Pombo --añadiría--, bajo ese digno edificio, es el café supremo, condición inapreciable, porque ya el café, cualquier café, es un lugar admirable, la única asociación verdaderamente libre y limpia de dogmatismo y de oligarquía; la institución más independiente; los modernos senado-consultos, donde se reúnen los españoles en secciones sin presidencia ni objeto, donde además dan café: un elixir enjundioso de fórmula secreta; un elixir espeso, acre, transcendental, especioso, que aviva la vida infundiéndola esa seguridad sin objeto, que es a lo más que puede llegar la vida; un elixir en el que se degusta la esencia de lo exterior, de lo extraño, de lo público, de lo ambiente…”, reflexionaría, en 1915, en la denominada Primera proclama de Pombo.

# TAREAS:
1 > Responda, a partir del fragmento sobre el café Pombo:
(a) ¿En qué año se formuló esta reflexión?
(b) ¿Con qué nombre se designa el texto en que se formuló?
(c) ¿Qué institución es el café, según el fragmento, en grado superlativo?
2 > Según el fragmento sobre el café Pombo, ¿por qué es una condición inapreciable que Pombo sea el café supremo? Explíquelo en una a tres oraciones.
3 > Prosiga el fragmento sobre el café Pombo a partir de su última oración.
El material que aparece a continuación no interviene en ninguna de las tareas.

# DATOS PROPORCIONADOS:
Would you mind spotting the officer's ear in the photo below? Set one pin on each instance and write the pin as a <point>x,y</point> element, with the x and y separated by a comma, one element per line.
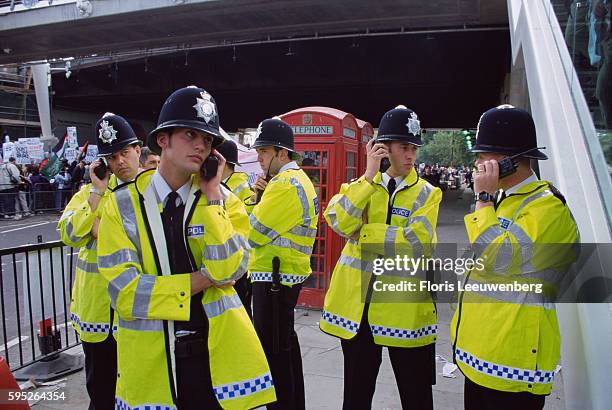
<point>163,139</point>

# RESPUESTAS:
1 >
(a) En 1915.
(b) Primera proclama de Pombo.
(c) La institución más independiente.

2 > Porque cualquier café es ya un lugar admirable: la única asociación verdaderamente libre y limpia de dogmatismo y de oligarquía, y la institución más independiente. Además, allí los españoles se reúnen en secciones sin presidencia ni objeto y se sirve café.

3 >
Ramón en el Café Pombo : SOLANA

Ramón en el Café Pombo / SOLANA

Baroja se sumaría, en sus memorias, a quienes, con profusión, trazarían las particularidades de la bohemia mediante la descripción de vívidos episodios y una interminable galería de personajes. Pese a no compartir el modo de vivir de los bohemios o, al menos, de los que consideraba menos genuinos, en los que observa “cierta vaga aspiración al guante blanco” --“podrá uno haber vivido una vida más o menos desarreglada, en una época, pero yo no he sido jamás el espíritu de la bohemia”--, el autor vasco sí compartiría con la mayoría de bohemios su rechazo a las injusticias, la hipocresía y los valores establecidos. 

Vinieron muchos más, y su debate cambió en paralelo a las nuevas circunstancias políticas y culturales. Ortega y Gasset y sus tertulias en el café Granja El Henar, la generación del 27, asidua a la cervecería Correos, Buero Vallejo, García Pavón, los integrantes de la conocida generación de 1955 o del medio siglo --Antonio Rodríguez Moñino, Alfonso Sastre, Rafael Sánchez Ferlosio e Ignacio Aldecoa, quienes solían reunirse en el café Lion, junto a Cibeles--...

En la actualidad, varios de los cafés que en su día fueron punto de reunión de trasnochadores y literatos permanecen en pie y continúan acogiendo tertulias que, en contra de lo que sucedía en el Madrid bohemio y modernista, se celebran de forma anónima y despiertan menos pasiones. Tal es el caso del Café del Real, próximo a la Plaza Ramales, o de la Cafetería de San Ginés, ubicada en la callejuela del mismo nombre.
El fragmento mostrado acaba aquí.